▶ [WHAT NEEDS TO BE DONE]:
Update the data below by changing every "dropping" to "placing" and leaving the rest untouched.

▶ [RECORDS FOR PROCESSING]:
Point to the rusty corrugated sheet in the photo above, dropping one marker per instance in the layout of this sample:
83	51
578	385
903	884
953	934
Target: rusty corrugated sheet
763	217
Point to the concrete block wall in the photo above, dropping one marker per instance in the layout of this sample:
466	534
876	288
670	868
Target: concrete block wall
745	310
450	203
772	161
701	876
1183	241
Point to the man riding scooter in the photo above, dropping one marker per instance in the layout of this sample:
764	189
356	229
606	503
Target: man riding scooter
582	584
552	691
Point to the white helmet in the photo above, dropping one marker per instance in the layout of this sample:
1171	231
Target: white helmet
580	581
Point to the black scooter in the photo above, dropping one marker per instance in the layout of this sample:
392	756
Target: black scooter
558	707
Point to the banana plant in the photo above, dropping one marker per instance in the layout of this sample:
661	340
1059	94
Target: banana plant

▶ [WRITTEN REPLY]:
Point to the rusty corrugated sheet in the photo above, placing one marker per instance in the layout of this sample:
83	51
578	385
903	884
953	934
Target: rusty corrugated sheet
763	217
Point to the concrete block wall in the photo above, placing one marker per instance in the layout of this sample:
466	534
876	288
670	868
Target: concrete block wall
745	310
450	203
772	161
701	876
1183	241
Point to the man riding scooter in the photo above, placing one marker per instance in the layout of this sample:
764	189
356	229
606	503
Target: man riding scooter
582	584
552	691
Point to the white helmet in the photo above, placing one marker per instance in the layout of this sample:
1171	231
Target: white helmet
580	581
Point to the black scooter in the photo above, placing one marker per instance in the layout of this sample:
392	756
Target: black scooter
558	707
Point to the banana plant in the photo above, placing one marker per instance in the layout of this sample:
661	340
1059	94
Target: banana plant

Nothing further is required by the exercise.